Image location labeling entries:
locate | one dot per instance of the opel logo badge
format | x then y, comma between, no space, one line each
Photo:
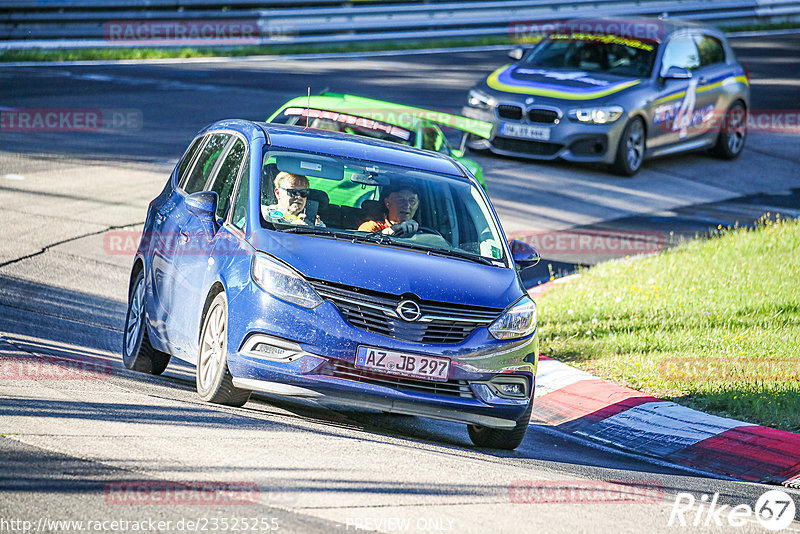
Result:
408,310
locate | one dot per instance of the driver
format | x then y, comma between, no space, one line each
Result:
291,192
401,202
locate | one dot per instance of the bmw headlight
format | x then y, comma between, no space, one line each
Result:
519,320
480,100
596,115
282,282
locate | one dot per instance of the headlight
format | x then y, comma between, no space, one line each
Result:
480,100
282,282
598,115
519,320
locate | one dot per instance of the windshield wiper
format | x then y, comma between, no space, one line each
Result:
315,230
444,252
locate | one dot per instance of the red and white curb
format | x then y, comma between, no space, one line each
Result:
609,414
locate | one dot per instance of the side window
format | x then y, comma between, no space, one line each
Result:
226,177
240,202
205,163
711,50
681,52
187,158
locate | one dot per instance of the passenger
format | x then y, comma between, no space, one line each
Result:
401,202
291,192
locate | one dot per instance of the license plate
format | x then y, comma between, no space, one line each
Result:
540,133
397,363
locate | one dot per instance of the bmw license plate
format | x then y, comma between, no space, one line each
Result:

TASK INSTRUCTIONS: Rewrite every one of the entries above, changing "one dot per instance of" to "mark each occurrence of" wherever it occurs and keeping everything else the same. Leave out the pictures.

TASK OUTPUT:
locate | mark each occurrence of the opel logo badge
format | x then y, comma between, no space, one line each
Photo:
Result:
408,310
locate | mark each occurrence of the driver
format | x then y, comma between, no space, one line each
Result:
291,192
401,202
locate | mark each occurrence of the bmw headlight
format | x then y, comma between, no space, one line each
Result:
519,320
480,100
596,115
282,282
locate | mark each occurrence of the headlight
format | x then y, comma between, no space, one line each
Result:
480,100
282,282
598,115
519,320
locate | mark each occurrence of the windshield wiper
format | x then y, comma between, no space, one line each
Result:
315,230
444,252
locate | mark each occurrence of the red and white curb
format | x then y, comma between, no space, one line each
Result:
609,414
locate | mark each occurrence of the side window
format | x then y, comma between, no space, one line each
Result:
226,177
240,202
205,163
711,50
681,52
187,158
locate | mark each occurrence of the passenger
format | x then y, comma between, no space, one line each
Result:
401,202
291,192
locate | mark each occurrence of the license plate
format | x then y, comma between, no space, one line each
Result:
540,133
397,363
locate | mark each occurrence of the bmw license plate
format | x then y, comma between, no space, one line each
Result:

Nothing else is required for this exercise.